# SEITENAUSZUG
◆ ◆ ◆ ◆ ◆ ◆ ◆

Bei Tandem geht es seit jeher um eine gleichberechtigte Verbindung von ’Sprachen verstehen und lernen’ mit dem ’Kulturen verstehen und kennenlernen’. Dementsprechend muss eine kritische Analyse seiner Tragfähigkeit auch dieses zweite 'Standbein’ untersuchen. Dabei stellte sich heraus, dass im Tandem ein Perspektivenwechsel und Vergleich eigener und fremder Innen- und Außenperspektive stattfinden können. Das ist auch bei der Übersetzerausbildung sehr hilfreich.

◆ ◆ ◆ ◆ ◆ ◆ ◆

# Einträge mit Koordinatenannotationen

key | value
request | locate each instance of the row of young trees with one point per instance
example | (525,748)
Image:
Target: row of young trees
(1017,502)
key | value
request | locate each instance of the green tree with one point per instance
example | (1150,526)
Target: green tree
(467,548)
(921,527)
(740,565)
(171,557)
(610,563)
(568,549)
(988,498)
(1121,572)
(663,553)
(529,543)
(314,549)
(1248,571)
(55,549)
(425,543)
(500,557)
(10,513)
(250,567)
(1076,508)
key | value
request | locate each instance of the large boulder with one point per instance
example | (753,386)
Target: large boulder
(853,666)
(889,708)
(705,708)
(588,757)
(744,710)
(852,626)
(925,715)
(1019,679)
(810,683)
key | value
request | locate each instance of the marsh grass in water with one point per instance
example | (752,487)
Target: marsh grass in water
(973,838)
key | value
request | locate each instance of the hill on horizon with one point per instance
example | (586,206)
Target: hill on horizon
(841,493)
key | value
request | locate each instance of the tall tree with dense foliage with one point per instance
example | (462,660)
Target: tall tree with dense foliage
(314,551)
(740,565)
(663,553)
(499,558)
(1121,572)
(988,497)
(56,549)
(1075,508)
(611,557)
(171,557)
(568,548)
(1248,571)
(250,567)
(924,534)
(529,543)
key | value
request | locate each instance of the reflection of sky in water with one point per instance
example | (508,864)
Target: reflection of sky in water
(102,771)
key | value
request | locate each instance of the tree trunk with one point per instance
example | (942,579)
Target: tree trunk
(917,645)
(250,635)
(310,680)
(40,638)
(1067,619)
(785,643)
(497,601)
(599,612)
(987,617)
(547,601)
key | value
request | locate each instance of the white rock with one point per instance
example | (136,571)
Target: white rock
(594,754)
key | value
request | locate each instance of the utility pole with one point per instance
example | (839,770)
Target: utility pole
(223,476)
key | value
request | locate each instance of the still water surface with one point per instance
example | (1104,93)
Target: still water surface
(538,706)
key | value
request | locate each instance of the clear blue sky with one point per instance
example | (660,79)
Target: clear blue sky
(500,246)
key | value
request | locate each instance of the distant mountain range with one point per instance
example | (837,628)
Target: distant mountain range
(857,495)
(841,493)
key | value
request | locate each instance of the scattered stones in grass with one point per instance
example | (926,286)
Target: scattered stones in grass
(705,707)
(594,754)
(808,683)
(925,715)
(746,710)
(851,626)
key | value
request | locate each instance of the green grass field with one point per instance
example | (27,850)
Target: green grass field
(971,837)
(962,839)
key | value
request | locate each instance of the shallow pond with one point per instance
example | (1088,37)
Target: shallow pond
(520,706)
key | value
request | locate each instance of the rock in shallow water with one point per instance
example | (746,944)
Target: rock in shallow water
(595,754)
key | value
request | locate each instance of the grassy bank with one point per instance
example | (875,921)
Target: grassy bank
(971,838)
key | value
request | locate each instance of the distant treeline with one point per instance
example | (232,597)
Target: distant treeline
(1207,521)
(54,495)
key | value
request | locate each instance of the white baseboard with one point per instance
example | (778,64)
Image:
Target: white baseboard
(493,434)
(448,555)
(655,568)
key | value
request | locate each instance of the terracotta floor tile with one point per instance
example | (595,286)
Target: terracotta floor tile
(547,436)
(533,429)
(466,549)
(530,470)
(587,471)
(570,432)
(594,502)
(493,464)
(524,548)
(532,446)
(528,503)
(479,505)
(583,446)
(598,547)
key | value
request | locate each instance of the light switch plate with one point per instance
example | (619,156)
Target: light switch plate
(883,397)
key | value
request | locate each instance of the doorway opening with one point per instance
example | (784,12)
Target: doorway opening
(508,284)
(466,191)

◆ ◆ ◆ ◆ ◆ ◆ ◆

# SCHRIFTLICHE AUFGABE A
Zieh bitte jede Zeile der Einträge heraus, in der das Wort „baseboard“ vorkommt, wobei Groß- und Kleinschreibung zählt.
# SCHRIFTLICHE AUFGABE B
Führe den Text über Tandem im Anschluss an seinen letzten Satz weiter.
Die Einträge haben mit dem Text über Tandem nichts zu tun.

# ANTWORT A
request | locate each instance of the white baseboard with one point per instance
Target: white baseboard

# ANTWORT B
Muttersprachler berichten außerdem von einer Zunahme des Bewusstseins über ihre eigene Sprache im Lauf des Tandems, daher ist es als eine Art Vor-Praktikum unter vier Augen für die Lehrerausbildung geeignet. Bezüglich der Notwendigkeit und Qualität der Beratung gilt es als unverzichtbar, in einer praktischen Einführung zu Beginn des Tandems, folgende 'Grundwerkzeuge’ mit auf den Weg zu geben:

  • Metakommunikationsformeln zum Nachfragen in der Fremdsprache, für die Lernerrolle, und
  • wichtigste Erklärtechniken in der Erstsprache, für die Lernhelferrolle.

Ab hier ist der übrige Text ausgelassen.